**Task description:** Scale the lines between the one containing "above for parked" and the one containing "[958,274,1116,385]", inclusive, and write only those lines out again with the requests left as they are. Multiply every bounding-box coordinate in the answers by 1.3 and round each result to a whole number, with halves rounded up.

**Supplied records:**
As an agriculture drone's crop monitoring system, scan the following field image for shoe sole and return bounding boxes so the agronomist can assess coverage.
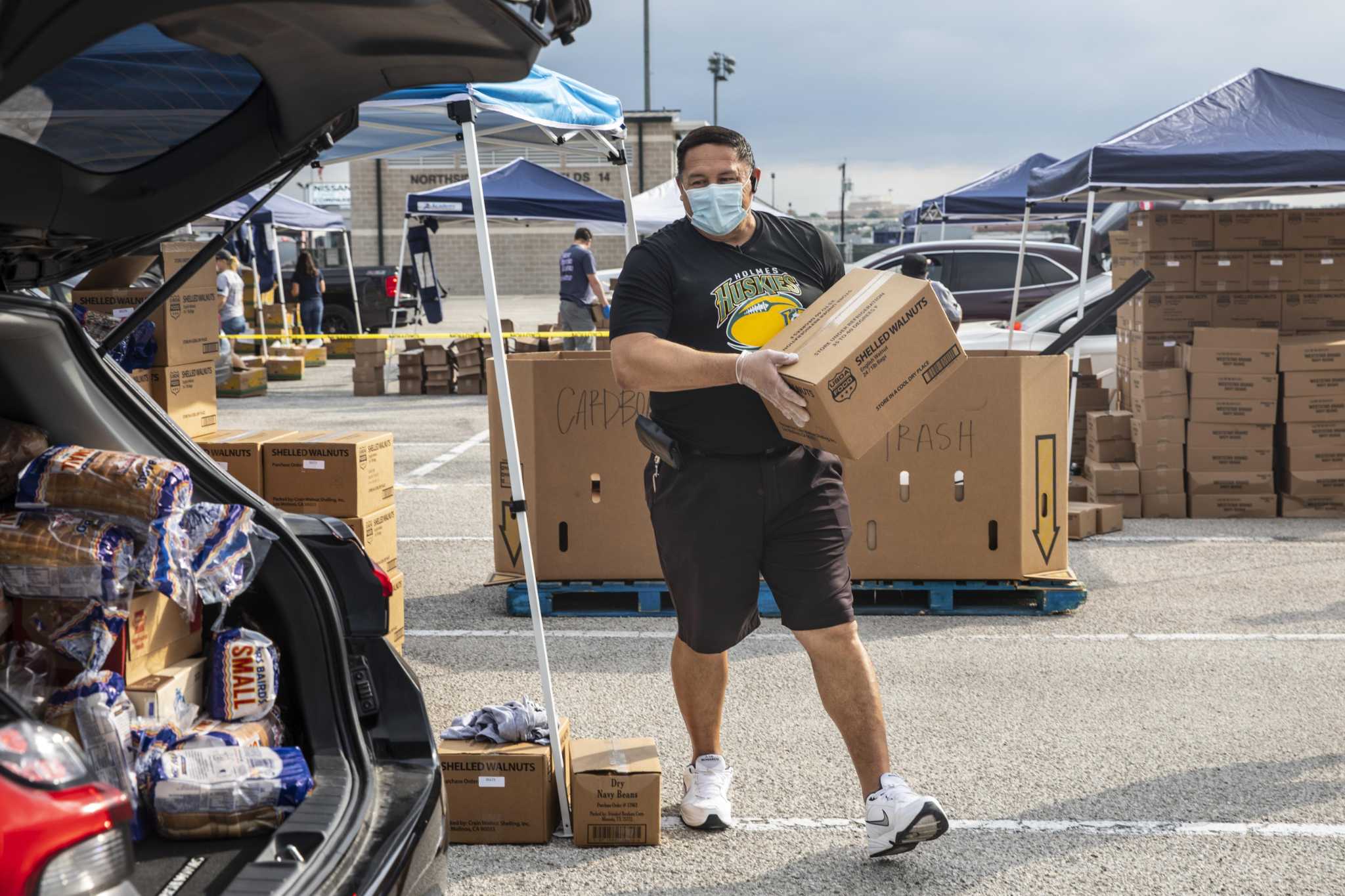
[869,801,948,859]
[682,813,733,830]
--
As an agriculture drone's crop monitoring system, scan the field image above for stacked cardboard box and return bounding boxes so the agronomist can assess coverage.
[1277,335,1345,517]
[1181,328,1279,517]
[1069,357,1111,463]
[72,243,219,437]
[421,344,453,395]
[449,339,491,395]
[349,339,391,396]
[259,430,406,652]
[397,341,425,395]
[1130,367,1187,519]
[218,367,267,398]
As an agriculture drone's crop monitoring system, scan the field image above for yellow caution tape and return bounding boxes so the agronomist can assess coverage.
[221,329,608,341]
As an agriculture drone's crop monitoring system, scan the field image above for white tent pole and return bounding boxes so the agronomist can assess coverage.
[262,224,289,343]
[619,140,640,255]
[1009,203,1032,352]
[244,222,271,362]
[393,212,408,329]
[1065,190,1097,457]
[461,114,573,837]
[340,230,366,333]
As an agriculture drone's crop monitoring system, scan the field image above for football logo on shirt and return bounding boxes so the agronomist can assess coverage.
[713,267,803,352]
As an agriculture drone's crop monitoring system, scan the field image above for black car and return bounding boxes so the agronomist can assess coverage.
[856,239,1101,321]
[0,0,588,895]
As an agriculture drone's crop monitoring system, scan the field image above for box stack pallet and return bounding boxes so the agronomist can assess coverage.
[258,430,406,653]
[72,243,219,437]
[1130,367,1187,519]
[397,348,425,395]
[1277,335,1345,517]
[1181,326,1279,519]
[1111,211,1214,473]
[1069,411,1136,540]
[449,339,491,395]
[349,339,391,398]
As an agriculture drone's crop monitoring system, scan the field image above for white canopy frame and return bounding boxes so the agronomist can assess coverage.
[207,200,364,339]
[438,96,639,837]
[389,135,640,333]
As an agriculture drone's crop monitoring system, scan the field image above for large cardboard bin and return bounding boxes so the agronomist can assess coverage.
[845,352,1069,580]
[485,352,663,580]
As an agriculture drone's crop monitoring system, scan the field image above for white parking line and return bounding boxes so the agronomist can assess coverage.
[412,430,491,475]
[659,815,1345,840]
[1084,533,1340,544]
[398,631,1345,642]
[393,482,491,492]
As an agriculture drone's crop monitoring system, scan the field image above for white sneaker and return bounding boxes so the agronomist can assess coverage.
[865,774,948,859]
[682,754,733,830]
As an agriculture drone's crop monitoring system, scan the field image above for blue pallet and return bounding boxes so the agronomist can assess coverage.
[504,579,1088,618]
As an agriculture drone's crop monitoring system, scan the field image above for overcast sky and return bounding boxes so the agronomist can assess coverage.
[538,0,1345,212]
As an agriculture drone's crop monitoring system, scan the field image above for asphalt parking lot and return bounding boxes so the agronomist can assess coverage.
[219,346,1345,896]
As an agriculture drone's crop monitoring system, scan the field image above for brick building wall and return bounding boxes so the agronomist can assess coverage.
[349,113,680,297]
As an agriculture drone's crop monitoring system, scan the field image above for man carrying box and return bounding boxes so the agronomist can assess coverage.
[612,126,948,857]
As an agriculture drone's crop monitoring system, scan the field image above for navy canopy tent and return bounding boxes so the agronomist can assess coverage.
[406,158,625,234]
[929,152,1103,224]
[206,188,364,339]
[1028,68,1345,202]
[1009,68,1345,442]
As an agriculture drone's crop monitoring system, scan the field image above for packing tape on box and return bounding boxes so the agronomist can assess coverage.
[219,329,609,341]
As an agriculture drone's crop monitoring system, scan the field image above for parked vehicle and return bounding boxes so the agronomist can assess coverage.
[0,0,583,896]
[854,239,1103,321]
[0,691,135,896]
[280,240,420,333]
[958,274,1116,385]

**Response to this task:**
As an agriculture drone's crop monitoring system, scan the field image above for parked vehicle and return bounding boxes so the agronomist can assess coverage.
[0,0,758,1165]
[1110,311,1434,417]
[0,898,176,1165]
[364,312,546,433]
[1245,356,1451,501]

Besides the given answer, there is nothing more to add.